:: 所给原文 ::
_ _ _ _
// 解析设备树，创建已知的设备并为它们注册中断。
//
// 涉及到中断的设备包括：
//
// - 接收中断的中断控制器
// - 发出中断的设备
//
// 有效的中断控制器应该具有下列三个属性：
//
// - `interrupt-controller`: 指示这是一个中断控制器
// - `interrupt-cells`: 只是要向此控制器注册中断需要几个参数
// - `phandle`: 向此控制器注册中断时使用的一个号码，如果没有设备需要向它注册，可能不存在
//
// 设备注册中断需要 `interrupts_extended` 属性，这是一个 `Vec<u32>`，形式为 `[{phandle, ...,}*]`，
// 即控制器引用和控制器指定数量的参数。
//! Probe devices and create drivers from device tree.
//!
//! Specification: <https://github.com/devicetree-org/devicetree-specification/releases/download/v0.3/devicetree-specification-v0.3.pdf>.

use super::IoMapper;
use crate::{
    utils::devicetree::{
        parse_interrupts, parse_reg, Devicetree, InheritProps, InterruptsProp, Node, StringList,
    },
    Device, DeviceError, DeviceResult, PhysAddr, VirtAddr,
};
use alloc::{collections::BTreeMap, sync::Arc, vec::Vec};

const MODULE: &str = "device-tree";

type DevWithInterrupt = (Device, InterruptsProp);

/// 设备树中中断控制器特有的属性
struct IntcProps {
    phandle: u32,
    interrupt_cells: u32,
}

/// 查找表保存的中断控制器信息
struct Intc {
    index: usize,
    cells: usize,
}

/// A builder to probe devices and create drivers from device tree.
pub struct DevicetreeDriverBuilder<M: IoMapper> {
    dt: Devicetree,
    io_mapper: M,
}

impl<M: IoMapper> DevicetreeDriverBuilder<M> {
    /// Prepare to parse DTB from the given virtual address.
    pub fn new(dtb_base_vaddr: VirtAddr, io_mapper: M) -> DeviceResult<Self> {
        Ok(Self {
            dt: Devicetree::from(dtb_base_vaddr)?,
            io_mapper,
        })
    }

    /// Parse the device tree from root, and returns an array of [`Device`] it found.
_ _ _ _
:: 指定任务 ::
上面这段设备树解析代码停在一行文档注释上，从下一行起接着往下写。

:: 原始数据 ::
_ _ _ _
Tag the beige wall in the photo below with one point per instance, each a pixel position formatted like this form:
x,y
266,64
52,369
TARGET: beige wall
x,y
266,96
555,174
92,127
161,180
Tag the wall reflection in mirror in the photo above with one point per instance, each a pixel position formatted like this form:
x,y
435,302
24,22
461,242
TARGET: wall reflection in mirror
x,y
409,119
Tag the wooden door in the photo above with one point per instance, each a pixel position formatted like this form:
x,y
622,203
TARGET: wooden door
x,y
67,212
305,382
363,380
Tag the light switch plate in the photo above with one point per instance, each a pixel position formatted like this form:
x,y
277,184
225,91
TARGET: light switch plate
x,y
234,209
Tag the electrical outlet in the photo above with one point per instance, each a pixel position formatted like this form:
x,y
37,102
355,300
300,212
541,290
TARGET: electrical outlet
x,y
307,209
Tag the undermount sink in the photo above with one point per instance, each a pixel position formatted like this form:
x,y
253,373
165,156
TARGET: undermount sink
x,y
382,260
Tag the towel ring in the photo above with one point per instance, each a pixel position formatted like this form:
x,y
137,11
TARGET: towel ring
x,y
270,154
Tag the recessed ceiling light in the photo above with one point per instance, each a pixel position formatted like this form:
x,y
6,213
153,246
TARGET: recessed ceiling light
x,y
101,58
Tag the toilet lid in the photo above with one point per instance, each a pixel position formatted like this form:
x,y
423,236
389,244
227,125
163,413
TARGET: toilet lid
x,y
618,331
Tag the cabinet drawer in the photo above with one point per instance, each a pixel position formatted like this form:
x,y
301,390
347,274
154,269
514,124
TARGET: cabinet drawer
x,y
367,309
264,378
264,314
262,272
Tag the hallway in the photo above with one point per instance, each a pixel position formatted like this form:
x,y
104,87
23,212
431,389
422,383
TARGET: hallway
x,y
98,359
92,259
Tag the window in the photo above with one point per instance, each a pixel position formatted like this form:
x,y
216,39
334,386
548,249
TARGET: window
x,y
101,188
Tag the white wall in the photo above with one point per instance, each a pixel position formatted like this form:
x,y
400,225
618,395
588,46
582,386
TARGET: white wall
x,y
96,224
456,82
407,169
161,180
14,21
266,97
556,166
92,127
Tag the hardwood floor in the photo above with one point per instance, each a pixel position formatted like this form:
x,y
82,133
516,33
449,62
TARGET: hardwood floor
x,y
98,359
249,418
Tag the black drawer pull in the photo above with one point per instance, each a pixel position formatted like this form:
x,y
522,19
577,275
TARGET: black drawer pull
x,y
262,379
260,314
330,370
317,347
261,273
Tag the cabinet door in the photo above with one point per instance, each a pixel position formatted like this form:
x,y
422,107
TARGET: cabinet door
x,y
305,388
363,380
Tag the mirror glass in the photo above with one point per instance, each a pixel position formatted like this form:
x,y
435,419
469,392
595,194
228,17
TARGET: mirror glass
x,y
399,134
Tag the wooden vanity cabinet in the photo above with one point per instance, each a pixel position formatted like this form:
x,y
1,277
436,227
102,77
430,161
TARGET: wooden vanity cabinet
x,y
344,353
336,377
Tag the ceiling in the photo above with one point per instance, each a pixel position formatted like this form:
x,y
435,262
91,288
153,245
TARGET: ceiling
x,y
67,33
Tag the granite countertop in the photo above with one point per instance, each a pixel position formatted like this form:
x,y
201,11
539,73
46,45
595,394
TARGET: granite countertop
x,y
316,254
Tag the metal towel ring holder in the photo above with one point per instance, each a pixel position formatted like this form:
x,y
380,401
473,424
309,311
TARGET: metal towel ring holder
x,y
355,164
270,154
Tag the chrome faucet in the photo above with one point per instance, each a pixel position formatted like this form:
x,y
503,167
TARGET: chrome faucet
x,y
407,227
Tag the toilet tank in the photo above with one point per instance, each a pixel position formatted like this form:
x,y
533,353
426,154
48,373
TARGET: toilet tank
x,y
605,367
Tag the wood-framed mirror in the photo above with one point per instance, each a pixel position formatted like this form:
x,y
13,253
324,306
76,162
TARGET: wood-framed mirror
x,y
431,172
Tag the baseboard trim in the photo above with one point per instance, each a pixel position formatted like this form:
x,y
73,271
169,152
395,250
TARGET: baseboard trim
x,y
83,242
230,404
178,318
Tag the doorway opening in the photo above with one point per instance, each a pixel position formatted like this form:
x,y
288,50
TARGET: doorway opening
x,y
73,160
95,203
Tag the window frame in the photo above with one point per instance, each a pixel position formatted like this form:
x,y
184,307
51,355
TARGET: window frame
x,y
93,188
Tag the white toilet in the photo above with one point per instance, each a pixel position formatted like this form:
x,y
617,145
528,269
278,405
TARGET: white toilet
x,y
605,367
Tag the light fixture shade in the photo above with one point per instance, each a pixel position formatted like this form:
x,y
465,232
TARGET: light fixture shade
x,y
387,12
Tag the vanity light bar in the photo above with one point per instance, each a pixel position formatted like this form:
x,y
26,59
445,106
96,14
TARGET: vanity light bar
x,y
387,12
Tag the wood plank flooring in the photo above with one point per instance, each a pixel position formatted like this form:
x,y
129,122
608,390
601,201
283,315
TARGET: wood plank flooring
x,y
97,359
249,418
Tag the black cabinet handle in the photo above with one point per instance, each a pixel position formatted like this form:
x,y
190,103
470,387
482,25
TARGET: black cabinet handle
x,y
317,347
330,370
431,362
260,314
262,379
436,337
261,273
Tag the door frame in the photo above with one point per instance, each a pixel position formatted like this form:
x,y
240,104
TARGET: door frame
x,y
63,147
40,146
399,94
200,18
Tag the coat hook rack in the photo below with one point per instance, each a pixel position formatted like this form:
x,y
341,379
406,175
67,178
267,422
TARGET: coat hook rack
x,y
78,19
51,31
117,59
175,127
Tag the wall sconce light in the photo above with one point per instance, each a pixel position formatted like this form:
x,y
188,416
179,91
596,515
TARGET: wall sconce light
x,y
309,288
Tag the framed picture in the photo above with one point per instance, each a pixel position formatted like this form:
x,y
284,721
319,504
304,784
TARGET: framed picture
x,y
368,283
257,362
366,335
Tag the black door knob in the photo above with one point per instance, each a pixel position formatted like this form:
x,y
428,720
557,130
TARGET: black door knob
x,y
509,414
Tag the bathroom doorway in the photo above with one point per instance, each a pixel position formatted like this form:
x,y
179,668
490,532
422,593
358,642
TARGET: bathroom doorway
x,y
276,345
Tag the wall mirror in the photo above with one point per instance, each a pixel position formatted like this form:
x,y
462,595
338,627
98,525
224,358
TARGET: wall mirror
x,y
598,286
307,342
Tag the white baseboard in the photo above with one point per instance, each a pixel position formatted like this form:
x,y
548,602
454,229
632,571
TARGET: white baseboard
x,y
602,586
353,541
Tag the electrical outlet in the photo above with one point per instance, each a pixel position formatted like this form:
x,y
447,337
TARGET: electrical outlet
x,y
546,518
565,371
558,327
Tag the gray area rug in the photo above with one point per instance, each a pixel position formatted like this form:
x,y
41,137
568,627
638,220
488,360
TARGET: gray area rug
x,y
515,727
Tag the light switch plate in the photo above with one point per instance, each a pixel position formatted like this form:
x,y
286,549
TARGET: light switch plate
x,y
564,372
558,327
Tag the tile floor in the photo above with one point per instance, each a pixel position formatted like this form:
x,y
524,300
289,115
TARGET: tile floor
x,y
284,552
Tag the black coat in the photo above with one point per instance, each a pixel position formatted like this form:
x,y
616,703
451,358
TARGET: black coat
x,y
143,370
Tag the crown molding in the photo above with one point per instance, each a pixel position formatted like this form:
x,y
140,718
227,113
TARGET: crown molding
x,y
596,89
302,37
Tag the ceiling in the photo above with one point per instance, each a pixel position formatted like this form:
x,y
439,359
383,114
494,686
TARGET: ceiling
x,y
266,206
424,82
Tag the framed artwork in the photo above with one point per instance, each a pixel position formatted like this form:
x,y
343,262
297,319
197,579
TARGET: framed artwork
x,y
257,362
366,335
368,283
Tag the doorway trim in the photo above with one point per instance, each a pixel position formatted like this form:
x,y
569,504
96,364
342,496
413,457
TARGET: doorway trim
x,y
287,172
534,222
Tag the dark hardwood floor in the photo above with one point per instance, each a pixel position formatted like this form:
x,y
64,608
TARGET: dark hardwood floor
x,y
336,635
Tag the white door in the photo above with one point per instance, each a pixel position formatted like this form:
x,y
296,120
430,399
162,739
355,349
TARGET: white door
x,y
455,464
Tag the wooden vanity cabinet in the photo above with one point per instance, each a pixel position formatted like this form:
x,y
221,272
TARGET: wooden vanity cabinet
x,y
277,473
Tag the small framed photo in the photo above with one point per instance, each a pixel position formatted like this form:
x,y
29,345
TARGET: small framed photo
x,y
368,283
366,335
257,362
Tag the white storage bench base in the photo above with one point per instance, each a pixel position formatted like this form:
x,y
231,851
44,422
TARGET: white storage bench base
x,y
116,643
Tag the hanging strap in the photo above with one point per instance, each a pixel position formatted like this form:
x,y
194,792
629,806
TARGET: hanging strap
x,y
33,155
_ _ _ _
:: 任务答案 ::
    pub fn build(&self) -> DeviceResult<Vec<Device>> {
        let mut intc_map = BTreeMap::new(); // phandle -> intc
        let mut dev_list = Vec::new(); // devices

        // 为 d1 启动 uart5
        // 硬编码只是一个临时的方案
        #[cfg(feature = "allwinner")]
        {
            use d1_pac::{ccu::RegisterBlock as Ccu, gpio::RegisterBlock as Gpio, CCU, GPIO};

            let gpio = unsafe { &*(self.mmap(GPIO::PTR as _, 0x1000)? as *const Gpio) };
            let ccu = unsafe { &*(self.mmap(CCU::PTR as _, 0x800)? as *const Ccu) };

            #[rustfmt::skip]
            gpio.pb_cfg0.modify(|r, w| unsafe {
                w.bits(r.bits())
                 .pb0_select().uart2_tx()
                 .pb1_select().uart2_rx()
                 .pb4_select().uart5_tx()
                 .pb5_select().uart5_rx()
            });
            #[rustfmt::skip]
            gpio.pb_cfg1.modify(|r, w| unsafe {
                w.bits(r.bits())
                 .pb8_select().uart0_tx()
                 .pb9_select().uart0_rx()
            });
            #[rustfmt::skip]
            gpio.pd_cfg1.modify(|r, w| unsafe {
                w.bits(r.bits())
                 .pd10_select().uart3_tx()
                 .pd11_select().uart3_rx()
            });
            #[rustfmt::skip]
            ccu.uart_bgr.write(|w| w
                .uart0_rst()   .deassert()
                .uart0_gating().pass()
                .uart2_rst()   .deassert()
                .uart2_gating().pass()
                .uart3_rst()   .deassert()
                .uart3_gating().pass()
                .uart5_rst()   .deassert()
                .uart5_gating().pass()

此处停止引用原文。